Introducing Kootenay Watershed Science

 In All

Kootenay Watershed Science (KWS) is officially the new name for the long-running North Kootenay Lake Water Monitoring Project (NKLWMP) to better represent the project’s main goal: monitoring Kootenay watersheds. 

KWS is working to fill the gap in hydrometric monitoring on small- to medium-sized watersheds in the West Kootenays to improve understanding and prediction of how these watersheds are going to behave in a changing climate, especially in conditions of extreme high and low precipitation.  An initiative with roots dating back to 2007, KWS began operating as a program under the Living Lakes Canada (LLC) umbrella in summer 2020. This program is supporting the Columbia Basin Water Monitoring Framework that is under development and provides quality-controlled data to the Columbia Basin Water Hub open source database, facilitated by LLC.

Winter Recap

Over the winter months, the KWS team conducted snow surveys for two high elevation snow survey sites. These surveys measure the Snow Water Equivalent (SWE) of the snowpack at high elevation, which enables calculations of how much water will be released into our streams as it melts. It is useful information to help  predict flooding, plan for spring runoffs, assess potential danger of floods, landslides and track changes in snowpack over time.

An overview of the KWS project and partner benefits was presented at Selkirk College’s virtual Bridging Silos conference that took place March 4 & 5 in the Day 2 session on the topic of ‘Bridging Silos through Local Partnerships: Reconceiving how local government, business, non-profits, and citizens can work together for effective climate action’.

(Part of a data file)
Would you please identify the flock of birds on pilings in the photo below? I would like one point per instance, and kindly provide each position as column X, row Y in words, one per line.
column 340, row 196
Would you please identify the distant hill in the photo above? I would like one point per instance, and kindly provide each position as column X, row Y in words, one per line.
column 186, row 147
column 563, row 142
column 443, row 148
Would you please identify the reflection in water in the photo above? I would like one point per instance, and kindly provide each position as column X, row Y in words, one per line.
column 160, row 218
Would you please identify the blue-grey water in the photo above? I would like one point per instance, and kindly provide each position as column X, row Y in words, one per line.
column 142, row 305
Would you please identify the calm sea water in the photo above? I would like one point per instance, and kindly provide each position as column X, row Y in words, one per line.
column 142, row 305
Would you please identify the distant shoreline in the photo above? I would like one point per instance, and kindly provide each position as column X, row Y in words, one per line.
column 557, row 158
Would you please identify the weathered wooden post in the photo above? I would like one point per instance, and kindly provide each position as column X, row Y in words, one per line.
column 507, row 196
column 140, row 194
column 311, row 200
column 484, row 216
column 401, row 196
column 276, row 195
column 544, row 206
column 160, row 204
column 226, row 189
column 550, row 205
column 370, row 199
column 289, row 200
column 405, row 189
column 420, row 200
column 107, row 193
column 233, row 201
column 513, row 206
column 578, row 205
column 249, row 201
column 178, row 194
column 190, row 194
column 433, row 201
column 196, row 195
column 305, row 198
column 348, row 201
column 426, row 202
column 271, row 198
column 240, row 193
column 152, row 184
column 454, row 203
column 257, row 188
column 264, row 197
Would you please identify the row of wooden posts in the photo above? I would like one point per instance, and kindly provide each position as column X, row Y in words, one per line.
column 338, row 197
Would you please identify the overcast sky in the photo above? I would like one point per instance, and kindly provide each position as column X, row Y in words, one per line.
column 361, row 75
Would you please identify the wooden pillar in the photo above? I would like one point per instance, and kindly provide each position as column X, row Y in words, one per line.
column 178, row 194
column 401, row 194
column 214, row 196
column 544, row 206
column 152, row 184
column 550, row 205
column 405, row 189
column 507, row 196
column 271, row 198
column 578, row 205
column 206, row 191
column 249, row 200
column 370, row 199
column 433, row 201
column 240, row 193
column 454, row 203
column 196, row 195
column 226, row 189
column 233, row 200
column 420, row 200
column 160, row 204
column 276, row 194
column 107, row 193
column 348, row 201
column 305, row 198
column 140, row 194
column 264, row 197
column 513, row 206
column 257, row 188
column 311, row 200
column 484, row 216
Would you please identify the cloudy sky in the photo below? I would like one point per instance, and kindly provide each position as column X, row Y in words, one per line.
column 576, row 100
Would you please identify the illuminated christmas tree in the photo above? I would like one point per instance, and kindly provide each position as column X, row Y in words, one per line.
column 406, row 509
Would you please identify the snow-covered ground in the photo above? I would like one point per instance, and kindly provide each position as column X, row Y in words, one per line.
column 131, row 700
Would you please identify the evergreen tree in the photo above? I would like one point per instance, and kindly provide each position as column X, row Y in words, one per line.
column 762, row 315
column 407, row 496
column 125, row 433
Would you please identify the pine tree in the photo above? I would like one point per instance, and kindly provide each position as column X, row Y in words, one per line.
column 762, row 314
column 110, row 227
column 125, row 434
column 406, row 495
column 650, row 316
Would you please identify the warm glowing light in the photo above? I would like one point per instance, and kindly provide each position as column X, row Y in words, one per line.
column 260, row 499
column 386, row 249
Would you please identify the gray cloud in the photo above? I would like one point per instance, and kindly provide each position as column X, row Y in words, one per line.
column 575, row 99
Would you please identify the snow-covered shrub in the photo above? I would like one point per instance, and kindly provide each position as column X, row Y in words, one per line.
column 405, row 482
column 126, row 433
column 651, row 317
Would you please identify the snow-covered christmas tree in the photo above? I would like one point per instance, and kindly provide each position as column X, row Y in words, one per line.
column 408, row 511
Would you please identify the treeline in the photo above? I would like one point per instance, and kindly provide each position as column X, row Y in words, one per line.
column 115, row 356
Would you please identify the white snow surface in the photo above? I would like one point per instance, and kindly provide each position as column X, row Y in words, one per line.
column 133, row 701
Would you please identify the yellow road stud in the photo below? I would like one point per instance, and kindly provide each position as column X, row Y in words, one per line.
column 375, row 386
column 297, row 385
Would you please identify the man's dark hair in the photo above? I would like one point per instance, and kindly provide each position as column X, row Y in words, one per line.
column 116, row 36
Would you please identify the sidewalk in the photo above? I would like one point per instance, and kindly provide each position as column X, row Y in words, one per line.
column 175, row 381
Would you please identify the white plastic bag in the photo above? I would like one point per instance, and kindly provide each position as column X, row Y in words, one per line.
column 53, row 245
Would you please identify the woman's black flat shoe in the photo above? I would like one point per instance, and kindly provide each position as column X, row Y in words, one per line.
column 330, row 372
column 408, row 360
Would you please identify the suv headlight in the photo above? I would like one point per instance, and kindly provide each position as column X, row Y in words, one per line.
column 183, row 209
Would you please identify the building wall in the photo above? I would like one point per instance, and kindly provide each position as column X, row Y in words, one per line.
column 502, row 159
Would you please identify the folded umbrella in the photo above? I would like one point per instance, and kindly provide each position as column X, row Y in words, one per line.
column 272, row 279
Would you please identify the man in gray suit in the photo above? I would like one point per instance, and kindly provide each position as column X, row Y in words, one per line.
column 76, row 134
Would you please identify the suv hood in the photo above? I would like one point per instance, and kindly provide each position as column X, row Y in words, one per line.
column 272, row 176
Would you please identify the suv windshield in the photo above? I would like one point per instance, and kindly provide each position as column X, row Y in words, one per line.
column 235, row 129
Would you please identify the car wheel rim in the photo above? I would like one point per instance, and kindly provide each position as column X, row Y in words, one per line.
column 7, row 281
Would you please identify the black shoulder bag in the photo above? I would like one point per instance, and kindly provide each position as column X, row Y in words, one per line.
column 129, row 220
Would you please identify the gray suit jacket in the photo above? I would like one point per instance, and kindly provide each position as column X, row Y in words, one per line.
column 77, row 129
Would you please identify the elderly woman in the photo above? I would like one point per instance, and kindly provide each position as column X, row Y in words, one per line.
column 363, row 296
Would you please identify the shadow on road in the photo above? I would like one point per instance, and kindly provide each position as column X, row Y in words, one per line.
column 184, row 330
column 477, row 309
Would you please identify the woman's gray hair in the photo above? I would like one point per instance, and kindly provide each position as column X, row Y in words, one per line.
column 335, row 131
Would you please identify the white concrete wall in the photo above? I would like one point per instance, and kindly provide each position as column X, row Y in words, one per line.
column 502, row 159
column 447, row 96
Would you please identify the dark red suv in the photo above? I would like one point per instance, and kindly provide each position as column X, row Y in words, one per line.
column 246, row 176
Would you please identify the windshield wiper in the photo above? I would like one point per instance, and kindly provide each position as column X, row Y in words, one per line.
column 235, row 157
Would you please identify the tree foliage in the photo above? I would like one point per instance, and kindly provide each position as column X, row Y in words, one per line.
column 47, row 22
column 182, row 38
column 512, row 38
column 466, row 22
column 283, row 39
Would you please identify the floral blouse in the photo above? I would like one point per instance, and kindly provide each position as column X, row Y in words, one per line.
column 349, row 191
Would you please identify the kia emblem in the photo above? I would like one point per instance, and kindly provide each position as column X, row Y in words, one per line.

● OBJECTIVE A
According to the Kootenay Watershed Science announcement, in what season and year did KWS begin operating as a program under the Living Lakes Canada umbrella?
● OBJECTIVE B
Continue the Kootenay Watershed Science announcement from its last sentence.

● WRITTEN RESPONSE A
Summer 2020.

● WRITTEN RESPONSE B
Project partner Aquatic Informatics has included  KWS in their sponsorship program, the Ripple Effect. Aquarius is an analytics software program that is used by Water Survey Canada, BC Ministry of Environment, and monitoring agencies around the world. The software acquires, processes, models, and publishes environmental data in real-time. The software has a unique portfolio of capabilities for error detection, data cleansing and flagging, automatic bias corrections, and rating shift management. These automated procedures eliminate the majority of tedious manual data workup processes. By automating quality assurance and quality control activities, KWS now has greater confidence in sharing this information with researchers, local governments, and academic and educational partners such as Selkirk College’s Integrated Environmental Planning Program led by Alison Lutz.

The Selkirk students will learn about measuring flow using the salt dilution gauging methodology that is used on all of the KWS project’s streams. The method involves adding a small amount of salt to a stream and recording the change in conductivity of the stream over time as the salty water moves down the channel. By processing the recorded conductivity data, students can  calculate the flow in litres per second. This methodology is well-adapted for steep mountain streams where other methods are less reliable.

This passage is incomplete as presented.